Operating Conditions

HPLC method development, validation, and analysis of solutions from forced degradation studies were performed with an Agilent 1200 series HPLC system with photo diode-array detection. Chromatographic separations were achieved on a 150 mm, 4.6 mm i.d., 5-µm particle size, Agilent Eclipse XDB C18 column with a mobile phase gradient prepared from 0.1% aqueous Triethylamine and adjusted to pH 6.6 with orthophosphoric acid, in the composition of 70:30 (v/v) pH 6.6 buffer–acetonitrile (mobile phase A) and 15:85 (v/v) pH 6.6 buffer–acetonitrile (mobile phase B). The gradient programme (time (min)/percentage B) was 0/4, 4/4, 20/40, 40/90, 50/90 and 55/4, with a post-run time of 10 min with a constant flow rate 1.0 mL min⁻¹. The column temperature was maintained at 30 °C and detection was performed at 220 nm. The test concentration was approximately 500 µg mL⁻¹ and the injection volume was 20 µL. Data were collected and Montelukast peak purity was checked using Empower 2 software. Calculate the percentage of each impurity in the portion of Montelukast Sodium taken:

$$ {\text{Percentageof Impurity}} = \left( {{\text{rU }}/{\text{rS}}} \right) \times \left( {C_{{\text{S}}} /C_{{\text{U}}} } \right) \times \left( {{1}/F} \right) \times {1}00 $$

rU = peak area from the sample solution, rS = peak area from the standard solution, C_S = concentration of Montelukast Sodium in the standard solution (mg mL⁻¹), C_U = concentration of Montelukast Sodium in the sample solution (mg mL⁻¹) and F = relative response factor.

Preparation of Chromatographic Solutions

Preparation of Standard Solution

The standard solution was prepared following the Montelukast Sodium standard. An accurately weighed quantity of Montelukast Sodium standard was dissolved in 15:85 (v/v) water–methanol (diluent) to obtain a solution having a known concentration of about 2.5 (µg mL⁻¹).

Preparation of Sample Solution

The sample solution was prepared from Montelukast Sodium tablets. Using a mortar and pestle, the tablets (around 20) were pulverized into a fine powder. Accurately weighed quantity of Montelukast Sodium tablets was dissolved in 15:85 (v/v) water–methanol to obtain a solution having a known concentration of about 500 µg mL⁻¹ equivalent to Montelukast.

• GIVEN INFORMATION:
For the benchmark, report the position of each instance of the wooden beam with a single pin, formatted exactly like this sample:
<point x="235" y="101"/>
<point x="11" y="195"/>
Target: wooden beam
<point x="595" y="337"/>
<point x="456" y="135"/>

• DIRECTIONS:
**a.** In the HPLC method text, rewrite the passage from "rU = peak area from" to "F = relative response factor.", substituting "relative response ratio" for "relative response factor".
**b.** Extend the HPLC method text, picking up after its final sentence.

• RESPONSES FOR EACH TASK:
**a.**
rU = peak area from the sample solution, rS = peak area from the standard solution, C_S = concentration of Montelukast Sodium in the standard solution (mg mL⁻¹), C_U = concentration of Montelukast Sodium in the sample solution (mg mL⁻¹) and F = relative response ratio.

**b.**
Preparation of System Stability

The system stability solution was carefully prepared by the oxidative degradation process. Accurately weighed 50 mg of Montelukast Sodium standard was transferred to a 100 mL volumetric flask and 20 mL of 15:85 (v/v) water–methanol was added. Then 5 mL of 3% v/v of peroxide solution was added. Finally, the volumetric flask is prepared with the further addition of the 15:85 (v/v) water–methanol.

Preparation of Placebo Solution

An accurately weighed placebo powder, equivalent to 25 mg of Montelukast Sodium (Weight of placebo to be taken (mg) = Weight of powdered tablets equivalent to 25 mg of Montelukast Sodium (mg)–26 mg), was transferred into a 50 ml volumetric flask. Then about 30 mL of 15: 85 (v/v) water–methanol was added. The solution was sonicated for about 20 min with intense shaking and then diluted to volume with 15:85 (v/v) water–methanol. A part of the solution is then taken in a 10 mL centrifuge tube and centrifuged at 2500 rpm for 5 min. The topmost layer is then filtered using a 0.45 μm PVDE.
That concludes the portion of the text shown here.